> **PAGE TEXT**
+++

Depression: Talking About Talk Therapy

Depression being like spots means the experience is not the same for everyone. And if that's not complicated enough, you may find that your depression changes according to your age and circumstances.

What is a constant is that depression lies to us: it tells us life sucks, it promotes sadness and anger, makes us blind to daily happiness, stops us doing fun things, messes with our sleep, raises our anxiety, twists appetite, and causes general havoc.

During psychotherapy, I help you identify how your depression works, and then we work together to figure out a system that will help you push back. We develop strategies tailored to your specific situation—not a generic approach, but tools that work for how depression shows up in your life.

Many of my clients initially felt overwhelmed by this choice between medication and therapy. What they discovered through our work together was that understanding their depression gave them power over it, regardless of whether they also used medication.

How successful is talk therapy?

That's a really hard question to answer because there are dozens of different talk therapy systems. Each one has a different philosophy, a different approach, and as therapists are human and not robots, how it's delivered is different too.

Plus, there's politics involved. One particular approach, Cognitive Behavioural Therapy (CBT), has a philosophy that lends itself to automation. As hospitals and apps use that to create bots and apps (much cheaper than employing people!) it is the one that's pushed most.

+++

> **INFORMATION**

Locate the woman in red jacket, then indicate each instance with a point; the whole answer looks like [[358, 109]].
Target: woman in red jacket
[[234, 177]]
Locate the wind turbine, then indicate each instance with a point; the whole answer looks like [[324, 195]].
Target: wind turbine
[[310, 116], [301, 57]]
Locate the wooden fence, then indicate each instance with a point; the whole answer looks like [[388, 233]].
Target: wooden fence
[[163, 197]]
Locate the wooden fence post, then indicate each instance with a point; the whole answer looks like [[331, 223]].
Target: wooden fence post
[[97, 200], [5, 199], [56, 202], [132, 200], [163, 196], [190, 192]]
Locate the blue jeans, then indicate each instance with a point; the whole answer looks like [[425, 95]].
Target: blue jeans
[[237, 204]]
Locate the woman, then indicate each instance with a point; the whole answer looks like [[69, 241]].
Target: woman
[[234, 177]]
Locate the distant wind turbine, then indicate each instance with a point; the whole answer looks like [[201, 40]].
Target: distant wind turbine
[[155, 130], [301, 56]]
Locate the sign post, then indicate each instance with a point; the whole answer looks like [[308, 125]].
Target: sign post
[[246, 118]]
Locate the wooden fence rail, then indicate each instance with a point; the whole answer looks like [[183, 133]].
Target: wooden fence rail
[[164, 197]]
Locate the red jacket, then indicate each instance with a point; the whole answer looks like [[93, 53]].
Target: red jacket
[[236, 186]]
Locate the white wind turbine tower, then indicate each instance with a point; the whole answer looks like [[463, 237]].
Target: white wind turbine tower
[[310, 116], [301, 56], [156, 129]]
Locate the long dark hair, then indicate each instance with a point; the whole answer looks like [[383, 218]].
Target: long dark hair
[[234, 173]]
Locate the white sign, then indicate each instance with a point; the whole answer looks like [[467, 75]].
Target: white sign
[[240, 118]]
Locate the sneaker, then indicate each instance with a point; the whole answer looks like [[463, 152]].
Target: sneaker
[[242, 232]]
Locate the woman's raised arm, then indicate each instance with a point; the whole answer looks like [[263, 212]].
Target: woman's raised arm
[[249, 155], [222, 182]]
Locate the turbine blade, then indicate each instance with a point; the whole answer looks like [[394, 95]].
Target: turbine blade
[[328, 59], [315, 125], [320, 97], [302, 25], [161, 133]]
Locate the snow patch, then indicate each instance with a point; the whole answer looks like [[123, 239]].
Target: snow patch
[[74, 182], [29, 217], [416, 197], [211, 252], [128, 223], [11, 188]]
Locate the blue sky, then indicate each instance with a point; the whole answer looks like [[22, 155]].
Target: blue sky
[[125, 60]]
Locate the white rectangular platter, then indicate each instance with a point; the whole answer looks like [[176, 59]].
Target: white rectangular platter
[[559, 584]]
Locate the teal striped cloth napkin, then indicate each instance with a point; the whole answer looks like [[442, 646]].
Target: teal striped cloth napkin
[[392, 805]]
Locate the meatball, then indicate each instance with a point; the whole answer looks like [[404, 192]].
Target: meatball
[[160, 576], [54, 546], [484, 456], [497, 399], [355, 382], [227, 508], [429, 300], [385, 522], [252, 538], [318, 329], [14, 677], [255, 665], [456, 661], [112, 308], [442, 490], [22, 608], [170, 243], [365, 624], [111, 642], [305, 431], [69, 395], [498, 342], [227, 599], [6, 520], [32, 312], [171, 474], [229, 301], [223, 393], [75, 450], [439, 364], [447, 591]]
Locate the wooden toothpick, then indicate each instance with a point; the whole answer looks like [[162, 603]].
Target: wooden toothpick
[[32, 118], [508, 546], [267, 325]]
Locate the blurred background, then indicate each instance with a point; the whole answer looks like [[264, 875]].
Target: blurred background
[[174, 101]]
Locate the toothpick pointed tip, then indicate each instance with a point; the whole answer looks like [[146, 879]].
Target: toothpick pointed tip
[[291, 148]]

+++

> **SET OF TASKS**
**A.** According to the talk therapy text, what does depression make us blind to?
**B.** Reproduce the talk therapy text word for word, starting at the words "What is a constant" and stopping after "also used medication.".

> **ANSWERS TO THE EXERCISE**
**A.** Daily happiness.

**B.**
What is a constant is that depression lies to us: it tells us life sucks, it promotes sadness and anger, makes us blind to daily happiness, stops us doing fun things, messes with our sleep, raises our anxiety, twists appetite, and causes general havoc.

During psychotherapy, I help you identify how your depression works, and then we work together to figure out a system that will help you push back. We develop strategies tailored to your specific situation—not a generic approach, but tools that work for how depression shows up in your life.

Many of my clients initially felt overwhelmed by this choice between medication and therapy. What they discovered through our work together was that understanding their depression gave them power over it, regardless of whether they also used medication.